* [Instructions to follow]: From the first line of the data below, repeat each line exactly until you reach the line with "instance of the ear"; include that line too.

Saved entries
········

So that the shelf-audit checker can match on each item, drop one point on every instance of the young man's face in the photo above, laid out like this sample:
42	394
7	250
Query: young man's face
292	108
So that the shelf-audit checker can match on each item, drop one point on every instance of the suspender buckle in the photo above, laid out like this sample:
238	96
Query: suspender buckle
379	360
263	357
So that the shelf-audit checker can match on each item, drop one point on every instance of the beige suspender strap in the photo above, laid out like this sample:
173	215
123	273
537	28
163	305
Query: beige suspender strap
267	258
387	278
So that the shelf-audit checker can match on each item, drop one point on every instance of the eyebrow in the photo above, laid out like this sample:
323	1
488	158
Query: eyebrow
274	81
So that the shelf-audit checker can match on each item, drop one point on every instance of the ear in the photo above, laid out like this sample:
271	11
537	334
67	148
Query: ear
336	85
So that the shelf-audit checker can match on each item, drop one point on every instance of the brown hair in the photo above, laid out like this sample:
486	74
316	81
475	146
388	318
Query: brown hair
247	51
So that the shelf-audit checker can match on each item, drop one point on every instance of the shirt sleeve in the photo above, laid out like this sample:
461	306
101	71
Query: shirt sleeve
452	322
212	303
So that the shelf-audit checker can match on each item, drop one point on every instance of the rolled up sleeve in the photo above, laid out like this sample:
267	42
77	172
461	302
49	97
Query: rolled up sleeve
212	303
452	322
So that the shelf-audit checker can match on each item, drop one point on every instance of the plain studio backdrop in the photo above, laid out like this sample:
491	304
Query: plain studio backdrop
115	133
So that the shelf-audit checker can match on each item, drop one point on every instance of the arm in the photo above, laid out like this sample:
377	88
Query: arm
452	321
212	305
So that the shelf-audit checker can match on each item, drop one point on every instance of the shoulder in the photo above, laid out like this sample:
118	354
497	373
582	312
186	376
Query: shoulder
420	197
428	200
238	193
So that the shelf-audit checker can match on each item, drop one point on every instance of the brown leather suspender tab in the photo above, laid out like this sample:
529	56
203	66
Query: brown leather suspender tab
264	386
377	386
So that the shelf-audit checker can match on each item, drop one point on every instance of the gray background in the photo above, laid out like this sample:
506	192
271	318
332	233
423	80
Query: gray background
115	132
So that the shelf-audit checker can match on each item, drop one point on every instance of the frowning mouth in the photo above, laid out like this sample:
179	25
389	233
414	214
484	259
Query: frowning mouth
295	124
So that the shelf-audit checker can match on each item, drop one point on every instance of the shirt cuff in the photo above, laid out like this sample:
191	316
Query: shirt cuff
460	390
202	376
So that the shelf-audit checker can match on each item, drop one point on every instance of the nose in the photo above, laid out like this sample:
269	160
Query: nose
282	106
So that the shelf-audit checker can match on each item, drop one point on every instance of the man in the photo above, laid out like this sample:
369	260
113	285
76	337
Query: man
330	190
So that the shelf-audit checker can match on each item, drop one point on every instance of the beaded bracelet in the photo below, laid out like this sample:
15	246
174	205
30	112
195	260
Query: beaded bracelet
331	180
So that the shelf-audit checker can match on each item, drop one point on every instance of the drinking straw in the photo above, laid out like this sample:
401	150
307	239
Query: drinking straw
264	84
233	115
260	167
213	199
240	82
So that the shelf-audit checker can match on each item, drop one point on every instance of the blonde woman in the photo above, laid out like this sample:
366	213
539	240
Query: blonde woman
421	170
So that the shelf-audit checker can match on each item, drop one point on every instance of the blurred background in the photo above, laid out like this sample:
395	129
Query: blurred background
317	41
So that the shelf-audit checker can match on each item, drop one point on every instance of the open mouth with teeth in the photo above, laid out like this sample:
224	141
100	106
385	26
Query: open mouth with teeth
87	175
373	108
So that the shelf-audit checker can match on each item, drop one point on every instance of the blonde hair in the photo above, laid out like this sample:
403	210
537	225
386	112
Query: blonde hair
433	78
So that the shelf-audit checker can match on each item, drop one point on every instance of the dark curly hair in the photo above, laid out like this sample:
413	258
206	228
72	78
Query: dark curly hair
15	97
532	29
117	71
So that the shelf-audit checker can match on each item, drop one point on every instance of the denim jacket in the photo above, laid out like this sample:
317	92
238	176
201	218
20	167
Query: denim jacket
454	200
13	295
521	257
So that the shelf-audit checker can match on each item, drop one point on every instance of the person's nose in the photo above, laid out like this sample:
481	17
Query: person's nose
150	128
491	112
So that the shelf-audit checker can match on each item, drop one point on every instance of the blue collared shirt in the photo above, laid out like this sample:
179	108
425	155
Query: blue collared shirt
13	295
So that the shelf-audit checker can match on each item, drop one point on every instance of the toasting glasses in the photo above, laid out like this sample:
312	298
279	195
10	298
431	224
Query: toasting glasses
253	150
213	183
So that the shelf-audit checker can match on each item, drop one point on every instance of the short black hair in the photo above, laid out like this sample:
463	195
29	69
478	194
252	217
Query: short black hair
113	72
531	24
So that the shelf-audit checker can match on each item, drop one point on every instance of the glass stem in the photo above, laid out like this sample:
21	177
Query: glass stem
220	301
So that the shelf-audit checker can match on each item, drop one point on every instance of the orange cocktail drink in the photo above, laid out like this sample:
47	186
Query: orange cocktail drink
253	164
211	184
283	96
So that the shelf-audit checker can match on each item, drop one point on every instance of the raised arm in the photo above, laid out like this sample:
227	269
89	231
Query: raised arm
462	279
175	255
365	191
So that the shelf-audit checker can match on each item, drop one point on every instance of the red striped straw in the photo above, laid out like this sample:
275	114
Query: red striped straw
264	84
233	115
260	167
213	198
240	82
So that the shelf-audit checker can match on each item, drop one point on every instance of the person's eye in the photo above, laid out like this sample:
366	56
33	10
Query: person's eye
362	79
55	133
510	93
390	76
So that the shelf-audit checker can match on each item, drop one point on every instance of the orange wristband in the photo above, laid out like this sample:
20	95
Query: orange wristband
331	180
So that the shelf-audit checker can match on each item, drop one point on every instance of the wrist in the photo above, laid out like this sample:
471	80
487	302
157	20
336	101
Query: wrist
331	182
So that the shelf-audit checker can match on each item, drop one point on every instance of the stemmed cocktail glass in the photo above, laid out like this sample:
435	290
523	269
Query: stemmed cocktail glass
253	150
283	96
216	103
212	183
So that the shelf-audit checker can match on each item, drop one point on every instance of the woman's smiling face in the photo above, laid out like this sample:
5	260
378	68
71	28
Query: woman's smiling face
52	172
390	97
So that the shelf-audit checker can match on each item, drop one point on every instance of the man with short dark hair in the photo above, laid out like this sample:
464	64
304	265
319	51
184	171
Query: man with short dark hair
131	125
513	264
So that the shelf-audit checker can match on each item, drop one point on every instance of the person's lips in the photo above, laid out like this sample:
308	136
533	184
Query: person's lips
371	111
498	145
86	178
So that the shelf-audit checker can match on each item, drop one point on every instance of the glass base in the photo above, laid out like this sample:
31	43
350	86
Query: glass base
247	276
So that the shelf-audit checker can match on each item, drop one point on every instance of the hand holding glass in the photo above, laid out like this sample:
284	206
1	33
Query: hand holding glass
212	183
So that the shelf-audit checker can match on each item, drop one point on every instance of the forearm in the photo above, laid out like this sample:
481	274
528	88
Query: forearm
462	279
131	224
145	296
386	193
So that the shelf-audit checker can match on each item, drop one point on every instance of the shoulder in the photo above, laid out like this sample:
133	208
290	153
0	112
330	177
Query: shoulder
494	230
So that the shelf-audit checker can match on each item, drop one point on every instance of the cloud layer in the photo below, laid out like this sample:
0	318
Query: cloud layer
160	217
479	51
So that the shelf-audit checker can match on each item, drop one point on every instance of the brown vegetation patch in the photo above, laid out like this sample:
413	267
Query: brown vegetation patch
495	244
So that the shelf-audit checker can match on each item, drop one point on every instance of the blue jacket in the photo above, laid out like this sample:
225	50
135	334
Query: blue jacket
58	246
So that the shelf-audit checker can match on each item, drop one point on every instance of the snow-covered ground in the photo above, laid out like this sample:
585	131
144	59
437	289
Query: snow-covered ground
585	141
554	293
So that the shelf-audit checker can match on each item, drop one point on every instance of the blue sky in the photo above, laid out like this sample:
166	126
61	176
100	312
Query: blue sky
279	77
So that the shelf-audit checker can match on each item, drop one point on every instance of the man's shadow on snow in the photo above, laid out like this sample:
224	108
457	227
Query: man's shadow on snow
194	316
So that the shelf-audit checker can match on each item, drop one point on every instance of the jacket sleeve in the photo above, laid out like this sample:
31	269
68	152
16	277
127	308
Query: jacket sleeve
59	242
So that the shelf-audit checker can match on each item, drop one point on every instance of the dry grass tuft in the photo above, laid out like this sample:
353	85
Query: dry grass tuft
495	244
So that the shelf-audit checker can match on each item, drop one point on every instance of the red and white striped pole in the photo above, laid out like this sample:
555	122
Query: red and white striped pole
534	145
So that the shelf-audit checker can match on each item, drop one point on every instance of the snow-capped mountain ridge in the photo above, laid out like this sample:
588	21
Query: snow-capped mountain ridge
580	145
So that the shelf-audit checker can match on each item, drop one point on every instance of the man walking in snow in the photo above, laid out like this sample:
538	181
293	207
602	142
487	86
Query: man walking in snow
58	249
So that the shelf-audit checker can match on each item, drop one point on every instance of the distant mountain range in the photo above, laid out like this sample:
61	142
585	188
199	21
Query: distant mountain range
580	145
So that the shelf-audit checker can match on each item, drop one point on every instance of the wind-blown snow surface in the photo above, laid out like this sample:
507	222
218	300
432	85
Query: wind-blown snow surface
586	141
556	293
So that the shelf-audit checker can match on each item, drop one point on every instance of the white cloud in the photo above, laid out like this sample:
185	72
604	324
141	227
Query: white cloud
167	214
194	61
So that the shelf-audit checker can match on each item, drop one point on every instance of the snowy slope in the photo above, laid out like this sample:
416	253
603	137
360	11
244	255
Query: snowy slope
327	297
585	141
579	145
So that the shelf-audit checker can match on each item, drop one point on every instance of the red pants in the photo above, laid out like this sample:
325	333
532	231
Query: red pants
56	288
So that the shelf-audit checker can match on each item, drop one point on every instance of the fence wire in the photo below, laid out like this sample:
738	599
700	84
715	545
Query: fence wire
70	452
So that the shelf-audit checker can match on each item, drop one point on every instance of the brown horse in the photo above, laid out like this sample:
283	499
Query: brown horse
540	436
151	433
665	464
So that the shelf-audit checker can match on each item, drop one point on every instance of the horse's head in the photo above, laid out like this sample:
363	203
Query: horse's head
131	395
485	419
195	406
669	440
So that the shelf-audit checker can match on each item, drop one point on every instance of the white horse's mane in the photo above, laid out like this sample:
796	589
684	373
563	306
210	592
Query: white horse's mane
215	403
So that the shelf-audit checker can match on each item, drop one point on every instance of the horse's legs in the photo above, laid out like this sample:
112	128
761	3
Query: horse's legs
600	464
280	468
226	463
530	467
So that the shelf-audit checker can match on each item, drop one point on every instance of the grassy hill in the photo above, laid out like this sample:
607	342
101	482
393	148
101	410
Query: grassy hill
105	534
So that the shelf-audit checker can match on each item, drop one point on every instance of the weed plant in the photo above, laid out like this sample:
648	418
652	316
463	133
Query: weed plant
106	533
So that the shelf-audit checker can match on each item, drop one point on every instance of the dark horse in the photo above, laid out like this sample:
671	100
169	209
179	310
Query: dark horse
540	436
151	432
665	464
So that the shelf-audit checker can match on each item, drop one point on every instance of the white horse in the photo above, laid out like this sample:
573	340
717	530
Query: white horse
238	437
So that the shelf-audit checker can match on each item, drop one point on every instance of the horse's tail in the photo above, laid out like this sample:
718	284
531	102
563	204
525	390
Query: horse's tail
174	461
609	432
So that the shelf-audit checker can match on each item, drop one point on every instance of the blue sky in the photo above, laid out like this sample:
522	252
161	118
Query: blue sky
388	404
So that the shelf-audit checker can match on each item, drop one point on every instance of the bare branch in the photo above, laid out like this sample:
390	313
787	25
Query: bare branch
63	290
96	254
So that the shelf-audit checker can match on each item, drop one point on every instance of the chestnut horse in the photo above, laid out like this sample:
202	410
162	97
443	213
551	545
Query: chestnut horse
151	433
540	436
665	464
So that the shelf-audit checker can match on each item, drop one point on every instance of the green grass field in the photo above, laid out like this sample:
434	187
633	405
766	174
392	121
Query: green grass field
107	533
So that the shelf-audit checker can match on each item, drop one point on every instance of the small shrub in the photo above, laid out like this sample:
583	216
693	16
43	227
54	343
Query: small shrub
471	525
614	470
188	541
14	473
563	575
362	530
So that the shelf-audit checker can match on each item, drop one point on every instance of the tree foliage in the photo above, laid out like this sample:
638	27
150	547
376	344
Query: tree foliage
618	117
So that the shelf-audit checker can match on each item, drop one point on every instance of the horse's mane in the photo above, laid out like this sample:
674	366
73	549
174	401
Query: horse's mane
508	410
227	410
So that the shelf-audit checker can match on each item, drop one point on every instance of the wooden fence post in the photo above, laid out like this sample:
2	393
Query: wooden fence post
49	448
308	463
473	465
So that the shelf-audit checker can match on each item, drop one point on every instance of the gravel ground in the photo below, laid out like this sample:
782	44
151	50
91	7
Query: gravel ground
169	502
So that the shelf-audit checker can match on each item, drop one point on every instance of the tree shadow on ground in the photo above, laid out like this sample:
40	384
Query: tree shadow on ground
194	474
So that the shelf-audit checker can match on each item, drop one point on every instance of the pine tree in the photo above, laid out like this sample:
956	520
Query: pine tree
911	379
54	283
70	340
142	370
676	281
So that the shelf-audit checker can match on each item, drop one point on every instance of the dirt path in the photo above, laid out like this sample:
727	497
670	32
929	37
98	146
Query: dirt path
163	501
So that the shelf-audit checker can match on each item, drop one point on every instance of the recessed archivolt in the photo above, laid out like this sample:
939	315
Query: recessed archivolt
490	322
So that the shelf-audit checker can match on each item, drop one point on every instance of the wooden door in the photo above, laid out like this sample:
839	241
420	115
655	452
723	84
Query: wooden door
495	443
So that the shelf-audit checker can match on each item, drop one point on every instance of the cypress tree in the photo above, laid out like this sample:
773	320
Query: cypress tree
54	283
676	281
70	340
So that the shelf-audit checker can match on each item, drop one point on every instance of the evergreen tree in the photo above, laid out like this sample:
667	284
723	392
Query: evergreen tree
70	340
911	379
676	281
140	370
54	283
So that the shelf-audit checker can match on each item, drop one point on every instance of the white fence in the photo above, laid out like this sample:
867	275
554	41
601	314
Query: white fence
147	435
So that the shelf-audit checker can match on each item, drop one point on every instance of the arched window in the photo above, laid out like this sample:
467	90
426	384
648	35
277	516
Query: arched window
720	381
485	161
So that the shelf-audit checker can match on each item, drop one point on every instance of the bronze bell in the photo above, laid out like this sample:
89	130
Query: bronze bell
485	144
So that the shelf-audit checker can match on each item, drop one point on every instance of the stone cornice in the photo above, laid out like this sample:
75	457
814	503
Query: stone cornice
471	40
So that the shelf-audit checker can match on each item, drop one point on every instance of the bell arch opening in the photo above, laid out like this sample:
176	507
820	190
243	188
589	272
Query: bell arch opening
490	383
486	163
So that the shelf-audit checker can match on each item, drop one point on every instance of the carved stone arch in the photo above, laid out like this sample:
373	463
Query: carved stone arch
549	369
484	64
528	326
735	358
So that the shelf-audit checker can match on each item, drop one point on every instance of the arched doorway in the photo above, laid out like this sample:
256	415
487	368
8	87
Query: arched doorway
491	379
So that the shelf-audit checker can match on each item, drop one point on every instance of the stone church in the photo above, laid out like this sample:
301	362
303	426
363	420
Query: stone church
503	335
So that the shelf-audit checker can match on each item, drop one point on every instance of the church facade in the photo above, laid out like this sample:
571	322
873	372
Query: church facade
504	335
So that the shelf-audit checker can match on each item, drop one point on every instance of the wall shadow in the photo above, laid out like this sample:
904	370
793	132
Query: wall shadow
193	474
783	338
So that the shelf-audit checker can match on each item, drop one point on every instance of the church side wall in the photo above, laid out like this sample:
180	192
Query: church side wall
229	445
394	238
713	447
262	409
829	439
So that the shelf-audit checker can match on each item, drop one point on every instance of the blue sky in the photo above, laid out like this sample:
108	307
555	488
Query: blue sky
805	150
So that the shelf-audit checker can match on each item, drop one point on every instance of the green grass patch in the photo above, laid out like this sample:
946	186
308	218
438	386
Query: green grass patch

········

* [Response to the exercise]:
So that the shelf-audit checker can match on each item, drop one point on every instance of the young man's face in the photo above, laid out like this sample:
42	394
7	250
Query: young man's face
292	108
So that the shelf-audit checker can match on each item, drop one point on every instance of the suspender buckle in the photo above, laid out like this sample:
238	96
Query: suspender buckle
379	360
263	357
So that the shelf-audit checker can match on each item, drop one point on every instance of the beige suspender strap in the photo above, laid out like this sample:
173	215
123	273
537	28
163	305
Query: beige suspender strap
267	258
387	278
So that the shelf-audit checker can match on each item, drop one point on every instance of the eyebrow in the photo above, laid out like this sample:
323	1
488	158
Query: eyebrow
274	81
So that the shelf-audit checker can match on each item, drop one point on every instance of the ear in the photo above, laid out like this sample:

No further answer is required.